▸ SOAL SINGKAT
Dalam tulisan tentang kematian Muardin, mengapa pengakuan aparat bahwa TNI dan Polri dikerahkan tidak menjamin pesta demokrasi di Kabupaten Bima akan aman?

▸ TEKS DITAMPILKAN
-----

Kematian Muardin, Matinya Nurani Para Pemimpin - Bima News

Minggu, 06 November 2022

Kematian Muardin, Matinya Nurani Para Pemimpin

Kadafi
Oleh: Muamar Afdal, Tim PBH LPW NTB 

Meninggalnya Muardin menjadi tragedi pahit bagi keluarga, anak dan cucunya. Menjadi sejarah kelam bagi pesta demokrasi yang berlangsung di Kecamatan Ambalawi, Kabupaten Bima. Musibah yang sama tidak tertutup kemungkinan akan kembali terjadi pada masa yang akan datang.

Pilkades serentak, ricuh, menjadikan Muardin sebagai tumbal. Kondisi ini menjadi preseden buruk bagi Pilkades serentak di Kabupaten Bima. Siapa yang bisa memberikan jaminan, pesta demokrasi yang akan berlangsung di Kabupaten Bima ke depan akan baik-baik saja.

Kendati aparat penegak hukum mengaku, mengerahkan kekuatan TNI dan Polri untuk menjaga keamanan selama pelaksanaan pesta demokrasi.  Supaya berjalan lancar, aman dan terkendali. Karena peristiwa yang menimpa Muardin, justru terjadi disaat aparat keamanan melakukan tugasnya mengamankan pesta dmokrasi.

Kisah Tragis Demokrasi

Demokrasi adalah sistem yang di anut oleh bangsa Indonesia yang bertujuan mewujudkan kesejahteraan, kemakmuran, keadilan, serta kesamaan hak. Menghargai pendapat, keberagaman, kepercayaan, pilihan, cita-cita, serta mengedepankan Hak Asasi Manusia (HAM) sebagaimana yang termuat dalam "Pasal HAM UUD 1945".

-----

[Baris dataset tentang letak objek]
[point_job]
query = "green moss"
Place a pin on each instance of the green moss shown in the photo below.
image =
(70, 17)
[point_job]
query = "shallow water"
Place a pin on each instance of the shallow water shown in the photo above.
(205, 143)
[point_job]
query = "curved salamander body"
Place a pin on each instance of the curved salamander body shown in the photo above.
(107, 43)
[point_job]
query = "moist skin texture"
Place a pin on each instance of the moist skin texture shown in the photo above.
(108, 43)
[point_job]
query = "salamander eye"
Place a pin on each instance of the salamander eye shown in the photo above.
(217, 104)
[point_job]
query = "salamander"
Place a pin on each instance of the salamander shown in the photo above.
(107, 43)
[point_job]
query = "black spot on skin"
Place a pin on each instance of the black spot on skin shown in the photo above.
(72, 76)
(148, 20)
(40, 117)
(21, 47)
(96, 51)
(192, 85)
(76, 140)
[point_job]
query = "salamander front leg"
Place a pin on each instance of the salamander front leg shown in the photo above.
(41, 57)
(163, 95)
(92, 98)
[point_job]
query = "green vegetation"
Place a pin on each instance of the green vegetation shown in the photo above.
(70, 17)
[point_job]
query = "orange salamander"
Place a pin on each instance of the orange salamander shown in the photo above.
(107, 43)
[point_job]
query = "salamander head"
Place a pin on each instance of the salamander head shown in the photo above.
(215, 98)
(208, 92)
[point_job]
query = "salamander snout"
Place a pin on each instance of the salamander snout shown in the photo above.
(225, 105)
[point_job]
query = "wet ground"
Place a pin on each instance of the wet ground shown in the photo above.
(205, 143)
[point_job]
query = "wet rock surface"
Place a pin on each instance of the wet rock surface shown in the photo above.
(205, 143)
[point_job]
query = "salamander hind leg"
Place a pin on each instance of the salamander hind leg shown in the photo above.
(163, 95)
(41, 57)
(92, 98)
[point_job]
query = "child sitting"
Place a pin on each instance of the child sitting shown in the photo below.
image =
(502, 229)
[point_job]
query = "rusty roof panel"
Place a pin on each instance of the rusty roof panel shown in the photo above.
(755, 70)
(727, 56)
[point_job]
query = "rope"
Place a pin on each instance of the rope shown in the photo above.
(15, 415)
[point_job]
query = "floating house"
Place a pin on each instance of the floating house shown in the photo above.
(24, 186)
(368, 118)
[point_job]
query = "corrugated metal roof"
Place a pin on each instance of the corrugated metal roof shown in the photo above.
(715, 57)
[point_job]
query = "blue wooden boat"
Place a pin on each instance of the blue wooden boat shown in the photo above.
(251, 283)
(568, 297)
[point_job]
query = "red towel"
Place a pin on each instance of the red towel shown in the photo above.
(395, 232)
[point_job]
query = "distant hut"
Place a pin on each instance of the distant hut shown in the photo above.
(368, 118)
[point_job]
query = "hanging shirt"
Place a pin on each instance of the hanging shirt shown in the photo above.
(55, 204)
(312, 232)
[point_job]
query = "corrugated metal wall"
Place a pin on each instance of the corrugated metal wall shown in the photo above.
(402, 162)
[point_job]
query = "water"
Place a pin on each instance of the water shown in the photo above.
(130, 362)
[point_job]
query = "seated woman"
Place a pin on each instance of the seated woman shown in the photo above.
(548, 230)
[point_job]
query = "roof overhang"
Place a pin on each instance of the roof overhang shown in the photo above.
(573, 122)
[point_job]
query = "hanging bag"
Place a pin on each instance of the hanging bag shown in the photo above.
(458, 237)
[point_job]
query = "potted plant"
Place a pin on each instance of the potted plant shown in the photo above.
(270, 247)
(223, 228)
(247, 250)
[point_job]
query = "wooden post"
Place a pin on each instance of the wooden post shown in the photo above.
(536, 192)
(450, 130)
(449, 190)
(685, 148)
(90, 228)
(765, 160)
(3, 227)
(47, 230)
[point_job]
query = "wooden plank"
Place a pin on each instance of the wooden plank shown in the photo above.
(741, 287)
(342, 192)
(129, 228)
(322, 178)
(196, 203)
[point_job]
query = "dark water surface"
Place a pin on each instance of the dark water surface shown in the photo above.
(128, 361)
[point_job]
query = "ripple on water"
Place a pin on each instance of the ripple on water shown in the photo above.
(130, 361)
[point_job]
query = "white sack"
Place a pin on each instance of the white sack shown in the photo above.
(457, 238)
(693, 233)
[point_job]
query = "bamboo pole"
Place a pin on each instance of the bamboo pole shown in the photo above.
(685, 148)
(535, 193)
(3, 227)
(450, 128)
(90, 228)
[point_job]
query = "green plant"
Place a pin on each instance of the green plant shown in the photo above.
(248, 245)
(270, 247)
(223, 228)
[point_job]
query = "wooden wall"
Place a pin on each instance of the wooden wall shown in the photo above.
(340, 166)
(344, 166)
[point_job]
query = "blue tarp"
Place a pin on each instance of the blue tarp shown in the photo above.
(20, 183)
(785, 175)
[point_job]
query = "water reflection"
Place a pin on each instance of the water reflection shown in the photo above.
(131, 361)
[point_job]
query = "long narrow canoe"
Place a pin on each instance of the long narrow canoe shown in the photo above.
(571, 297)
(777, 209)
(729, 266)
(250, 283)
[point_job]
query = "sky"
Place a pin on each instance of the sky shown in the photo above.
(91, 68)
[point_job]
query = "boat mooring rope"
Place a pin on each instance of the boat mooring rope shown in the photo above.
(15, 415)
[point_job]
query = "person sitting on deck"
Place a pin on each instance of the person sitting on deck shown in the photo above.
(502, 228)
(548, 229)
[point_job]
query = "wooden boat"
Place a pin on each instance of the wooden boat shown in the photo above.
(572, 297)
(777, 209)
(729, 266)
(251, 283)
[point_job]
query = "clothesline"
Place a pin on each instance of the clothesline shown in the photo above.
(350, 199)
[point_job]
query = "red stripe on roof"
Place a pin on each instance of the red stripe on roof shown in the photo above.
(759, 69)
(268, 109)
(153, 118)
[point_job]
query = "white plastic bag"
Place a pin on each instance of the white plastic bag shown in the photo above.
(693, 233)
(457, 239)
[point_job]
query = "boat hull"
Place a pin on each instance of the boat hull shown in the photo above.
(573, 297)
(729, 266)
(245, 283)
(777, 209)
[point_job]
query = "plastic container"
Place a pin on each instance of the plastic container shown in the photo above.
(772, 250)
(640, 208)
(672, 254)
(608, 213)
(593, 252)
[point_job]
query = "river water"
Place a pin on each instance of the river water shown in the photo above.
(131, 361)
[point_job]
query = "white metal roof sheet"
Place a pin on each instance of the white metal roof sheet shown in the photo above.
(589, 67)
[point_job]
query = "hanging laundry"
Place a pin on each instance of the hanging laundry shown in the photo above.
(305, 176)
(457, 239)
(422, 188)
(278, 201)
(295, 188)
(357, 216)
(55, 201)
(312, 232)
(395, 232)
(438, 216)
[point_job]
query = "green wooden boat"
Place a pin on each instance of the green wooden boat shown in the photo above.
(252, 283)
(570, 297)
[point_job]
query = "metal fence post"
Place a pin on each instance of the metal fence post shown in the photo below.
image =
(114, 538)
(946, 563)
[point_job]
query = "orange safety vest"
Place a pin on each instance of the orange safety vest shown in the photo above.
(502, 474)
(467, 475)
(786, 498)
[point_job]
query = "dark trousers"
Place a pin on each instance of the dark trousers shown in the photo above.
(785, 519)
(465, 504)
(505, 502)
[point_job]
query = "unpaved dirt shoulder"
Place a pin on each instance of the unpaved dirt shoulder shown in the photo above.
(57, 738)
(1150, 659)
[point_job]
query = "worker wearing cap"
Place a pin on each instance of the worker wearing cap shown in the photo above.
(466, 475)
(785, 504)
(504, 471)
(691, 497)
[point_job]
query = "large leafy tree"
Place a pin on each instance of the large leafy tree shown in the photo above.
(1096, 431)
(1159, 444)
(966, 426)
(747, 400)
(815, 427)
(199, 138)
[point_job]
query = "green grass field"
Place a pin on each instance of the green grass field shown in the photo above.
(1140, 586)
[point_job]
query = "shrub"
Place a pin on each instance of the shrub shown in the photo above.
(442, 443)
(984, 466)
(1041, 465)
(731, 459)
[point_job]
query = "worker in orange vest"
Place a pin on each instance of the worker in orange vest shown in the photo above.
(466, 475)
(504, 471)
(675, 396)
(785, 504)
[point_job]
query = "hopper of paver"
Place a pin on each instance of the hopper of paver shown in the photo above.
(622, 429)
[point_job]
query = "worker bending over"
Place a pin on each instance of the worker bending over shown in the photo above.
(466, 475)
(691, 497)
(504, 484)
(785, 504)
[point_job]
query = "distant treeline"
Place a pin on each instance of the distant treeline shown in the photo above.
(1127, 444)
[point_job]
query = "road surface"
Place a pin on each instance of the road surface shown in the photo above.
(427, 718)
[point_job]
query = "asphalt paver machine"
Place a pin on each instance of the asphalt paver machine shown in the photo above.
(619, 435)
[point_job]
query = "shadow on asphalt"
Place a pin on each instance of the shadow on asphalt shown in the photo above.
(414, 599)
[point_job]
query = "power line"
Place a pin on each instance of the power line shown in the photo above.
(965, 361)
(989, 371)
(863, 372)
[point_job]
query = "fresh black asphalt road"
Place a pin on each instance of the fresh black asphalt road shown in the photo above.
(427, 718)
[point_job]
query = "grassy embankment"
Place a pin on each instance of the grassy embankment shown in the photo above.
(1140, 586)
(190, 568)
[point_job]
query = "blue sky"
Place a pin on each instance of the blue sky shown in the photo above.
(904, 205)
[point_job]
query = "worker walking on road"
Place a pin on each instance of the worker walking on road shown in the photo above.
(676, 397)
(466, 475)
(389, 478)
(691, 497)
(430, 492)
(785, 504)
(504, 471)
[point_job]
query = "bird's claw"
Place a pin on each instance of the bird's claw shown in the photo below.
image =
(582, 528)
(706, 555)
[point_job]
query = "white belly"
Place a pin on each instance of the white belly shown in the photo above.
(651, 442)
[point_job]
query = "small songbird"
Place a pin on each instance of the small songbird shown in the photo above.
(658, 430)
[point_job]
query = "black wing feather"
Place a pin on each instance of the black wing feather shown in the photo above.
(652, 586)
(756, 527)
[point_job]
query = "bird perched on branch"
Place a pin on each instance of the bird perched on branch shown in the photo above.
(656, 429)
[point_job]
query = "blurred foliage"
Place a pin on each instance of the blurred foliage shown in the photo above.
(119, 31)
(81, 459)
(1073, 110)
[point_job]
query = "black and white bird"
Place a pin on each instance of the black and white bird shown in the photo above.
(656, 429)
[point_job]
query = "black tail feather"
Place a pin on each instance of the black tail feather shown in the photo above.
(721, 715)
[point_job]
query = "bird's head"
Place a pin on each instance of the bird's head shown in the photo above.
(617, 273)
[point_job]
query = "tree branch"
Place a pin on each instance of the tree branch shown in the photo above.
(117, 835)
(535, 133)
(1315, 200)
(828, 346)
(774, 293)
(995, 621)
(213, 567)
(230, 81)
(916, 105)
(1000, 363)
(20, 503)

-----

▸ JAWABAN BENAR
Peristiwa yang menimpa Muardin justru terjadi ketika aparat keamanan sedang bertugas mengamankan pesta demokrasi.